BRIEF
Please transcribe the records precisely; pictures stay out of your copy.

MATERIAL PROVIDED Block Start

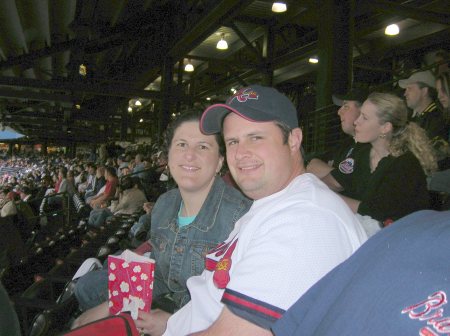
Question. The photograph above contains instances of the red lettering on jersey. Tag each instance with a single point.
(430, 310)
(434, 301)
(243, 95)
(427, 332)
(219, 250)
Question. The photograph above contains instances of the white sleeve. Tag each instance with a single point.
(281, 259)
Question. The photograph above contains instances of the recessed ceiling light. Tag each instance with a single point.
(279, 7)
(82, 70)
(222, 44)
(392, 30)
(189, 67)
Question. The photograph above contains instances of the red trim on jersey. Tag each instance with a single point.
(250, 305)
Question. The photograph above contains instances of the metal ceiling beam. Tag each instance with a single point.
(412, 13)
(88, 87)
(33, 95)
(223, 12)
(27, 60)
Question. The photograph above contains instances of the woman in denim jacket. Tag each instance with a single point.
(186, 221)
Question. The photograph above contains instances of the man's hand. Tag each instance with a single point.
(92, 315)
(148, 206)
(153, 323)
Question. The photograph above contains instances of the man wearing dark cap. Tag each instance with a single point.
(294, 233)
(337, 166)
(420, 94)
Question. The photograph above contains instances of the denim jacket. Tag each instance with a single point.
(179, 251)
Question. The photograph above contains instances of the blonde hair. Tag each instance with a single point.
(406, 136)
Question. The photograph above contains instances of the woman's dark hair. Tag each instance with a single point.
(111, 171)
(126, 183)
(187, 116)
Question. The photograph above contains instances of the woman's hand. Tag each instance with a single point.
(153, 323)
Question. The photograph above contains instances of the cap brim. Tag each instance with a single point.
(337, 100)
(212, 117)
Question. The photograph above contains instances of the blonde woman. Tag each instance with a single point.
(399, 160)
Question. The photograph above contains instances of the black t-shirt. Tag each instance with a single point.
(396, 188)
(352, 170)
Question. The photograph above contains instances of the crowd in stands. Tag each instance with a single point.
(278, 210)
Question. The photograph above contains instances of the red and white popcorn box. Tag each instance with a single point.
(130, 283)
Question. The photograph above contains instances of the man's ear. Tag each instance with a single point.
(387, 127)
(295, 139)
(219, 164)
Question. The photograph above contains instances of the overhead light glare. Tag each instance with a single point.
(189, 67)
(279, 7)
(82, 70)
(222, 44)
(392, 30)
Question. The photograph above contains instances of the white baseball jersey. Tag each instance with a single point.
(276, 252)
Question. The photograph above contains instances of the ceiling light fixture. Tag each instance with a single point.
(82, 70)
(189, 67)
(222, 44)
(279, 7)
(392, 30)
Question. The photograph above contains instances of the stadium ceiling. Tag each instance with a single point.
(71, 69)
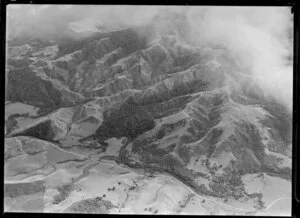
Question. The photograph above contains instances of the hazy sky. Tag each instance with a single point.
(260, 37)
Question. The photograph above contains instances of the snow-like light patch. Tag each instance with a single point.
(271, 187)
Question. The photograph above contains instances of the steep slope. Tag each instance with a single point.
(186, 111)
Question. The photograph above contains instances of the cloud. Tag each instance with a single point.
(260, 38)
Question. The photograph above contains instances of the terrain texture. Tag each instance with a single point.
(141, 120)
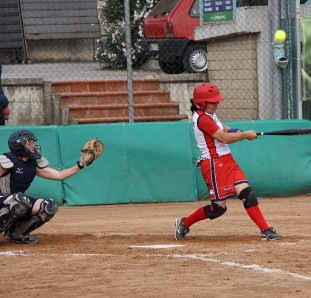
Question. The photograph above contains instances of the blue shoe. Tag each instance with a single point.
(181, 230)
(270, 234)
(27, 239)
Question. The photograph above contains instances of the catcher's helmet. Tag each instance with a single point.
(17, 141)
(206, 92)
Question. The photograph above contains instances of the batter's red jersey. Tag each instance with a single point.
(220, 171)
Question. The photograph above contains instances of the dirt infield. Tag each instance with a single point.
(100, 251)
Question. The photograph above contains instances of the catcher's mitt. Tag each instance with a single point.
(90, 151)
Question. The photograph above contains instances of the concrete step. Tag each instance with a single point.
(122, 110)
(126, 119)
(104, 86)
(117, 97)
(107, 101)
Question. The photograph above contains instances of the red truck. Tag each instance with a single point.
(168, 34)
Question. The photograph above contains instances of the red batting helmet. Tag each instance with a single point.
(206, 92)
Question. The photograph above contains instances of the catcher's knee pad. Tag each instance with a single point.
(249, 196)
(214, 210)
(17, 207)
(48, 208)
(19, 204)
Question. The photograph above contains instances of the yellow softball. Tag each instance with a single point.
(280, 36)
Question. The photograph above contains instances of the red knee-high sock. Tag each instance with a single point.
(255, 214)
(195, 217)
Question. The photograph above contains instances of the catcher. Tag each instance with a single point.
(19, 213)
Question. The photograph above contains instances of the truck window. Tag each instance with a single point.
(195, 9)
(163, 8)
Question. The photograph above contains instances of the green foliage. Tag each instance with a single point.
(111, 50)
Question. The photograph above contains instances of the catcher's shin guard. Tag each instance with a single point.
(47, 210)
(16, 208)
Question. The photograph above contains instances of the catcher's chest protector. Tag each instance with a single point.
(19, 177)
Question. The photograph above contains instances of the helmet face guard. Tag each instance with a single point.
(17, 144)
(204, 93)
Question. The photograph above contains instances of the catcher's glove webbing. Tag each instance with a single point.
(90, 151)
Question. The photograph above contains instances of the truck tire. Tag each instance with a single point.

MATERIAL PROVIDED Block End

RESPONSE AREA
Question. The photograph above contains instances of the red lettering on jersey. Tag each instance with a single point.
(430, 310)
(434, 301)
(243, 95)
(427, 332)
(219, 250)
Question. The photograph above contains instances of the white sleeve. Tag each instance with a single point.
(281, 259)
Question. The photograph above contains instances of the recessed ceiling light. Tag each instance with a single point.
(279, 7)
(82, 70)
(222, 44)
(392, 30)
(189, 67)
Question. The photograph above contains instances of the red trim on jersey. Tag each instance with a single point.
(250, 305)
Question. The photograph above contains instances of the metal ceiling beam. Tag each instance with a single point.
(412, 13)
(88, 87)
(33, 95)
(223, 12)
(27, 60)
Question. The photograph above contains instances of the woman in denim jacket. Tag each instance with a single point.
(186, 221)
Question. The photograph above contains instances of the man's hand. Tag each instance with a single point.
(92, 315)
(148, 206)
(153, 323)
Question. The photograph above contains instances of the man wearing dark cap. Tag each instance with a single point.
(294, 233)
(337, 166)
(420, 94)
Question. The photograph above contains instances of the denim jacket. Tag each instance with a single point.
(179, 251)
Question. The photograph above contains instances of the blonde hair. Tag each instance with a single point.
(406, 136)
Question. The photograph above contains instances of the woman's dark hair. Tag each instance with a single point.
(111, 171)
(126, 183)
(187, 116)
Question. The photograph above contains instances of the woman's hand. Tag each instance with a single point.
(153, 323)
Question. The photograph above contains instances of the cap brim. Tag each instance with a single point.
(337, 100)
(212, 117)
Question. The photograph above contains instances of the blonde woman. Tag each instance with a single point.
(399, 160)
Question. The photograph above contains instances of the black t-shirt. Tag each instance with a single point.
(396, 188)
(352, 170)
Question. The photograph above contains instances of the crowd in stands. Tag each instance with a single point.
(278, 210)
Question. The photograph above contains instances of the red and white popcorn box. Tag each instance with a single point.
(130, 283)
Question. The photograph above contains instances of the man's ear. Tag each instance with a single point.
(387, 127)
(295, 139)
(219, 164)
Question. The photograph above contains instances of the overhead light glare. Tag each instance with a single point.
(189, 67)
(279, 7)
(82, 70)
(222, 44)
(392, 30)
Question. The photograph above contains instances of the white baseball jersey. Tag each instance with a single point.
(276, 252)
Question. The photograph above contains instances of the ceiling light fixture. Tag each instance with a single point.
(82, 70)
(189, 67)
(222, 44)
(279, 7)
(392, 30)
Question. The photograph above contains instances of the stadium ceiling. Tag each instance with a single point.
(71, 69)
Question. The photograph above contains instances of the hazy sky. Tag each instance with a single point.
(260, 37)
Question. The photograph above contains instances of the snow-like light patch. Tag each instance with a single point.
(271, 187)
Question. The photograph above contains instances of the steep slope. Tag each instance with a single point.
(186, 111)
Question. The photograph above contains instances of the cloud. Tag each instance with a single point.
(260, 38)
Question. The photograph above contains instances of the terrain texture. Tag each instance with a single point.
(141, 120)
Question. The photograph above contains instances of the blue shoe. Tag each instance with a single point.
(181, 230)
(270, 234)
(27, 239)
Question. The photograph above contains instances of the catcher's helmet. Tag each instance with a single point.
(17, 141)
(206, 92)
Question. The photograph above contains instances of the batter's red jersey. Tag each instance with a single point.
(220, 171)
Question. The photograph above contains instances of the dirt infield. Tag each instance with a single point.
(100, 251)
Question. The photograph above contains instances of the catcher's mitt. Tag each instance with a single point.
(90, 151)
Question. The photograph above contains instances of the concrete step. Tag each instance with a single point.
(122, 110)
(126, 119)
(104, 86)
(117, 97)
(107, 101)
Question. The photograph above contains instances of the red truck. Tag each instance with a single point.
(168, 34)
Question. The photograph above contains instances of the red batting helmet. Tag each instance with a single point.
(206, 92)
Question. The photograph above contains instances of the catcher's knee pad. Tag each instance with a single point.
(249, 196)
(214, 210)
(17, 207)
(48, 208)
(19, 204)
Question. The photograph above contains instances of the yellow softball. Tag each instance with a single point.
(280, 36)
Question. The photograph above contains instances of the red knee-high sock. Tag each instance with a single point.
(255, 214)
(195, 217)
Question. The photograph above contains instances of the catcher. Tag each instance with a single point.
(19, 213)
Question. The photograph above contains instances of the truck window. Tag each instance with a single point.
(195, 9)
(163, 8)
Question. The photograph above contains instances of the green foliage. Tag each instance with a single point.
(111, 50)
Question. The photograph above contains instances of the catcher's shin guard. Tag each instance with a single point.
(47, 210)
(16, 208)
Question. The photograph above contains instances of the catcher's chest protector. Tag each instance with a single point.
(19, 177)
Question. The photograph above contains instances of the helmet face guard. Tag each instance with a single point.
(17, 144)
(204, 93)
Question. The photograph above contains instances of the catcher's glove webbing. Tag each instance with a single point.
(90, 151)
Question. The photograph above contains instances of the truck tire. Tag each instance with a single point.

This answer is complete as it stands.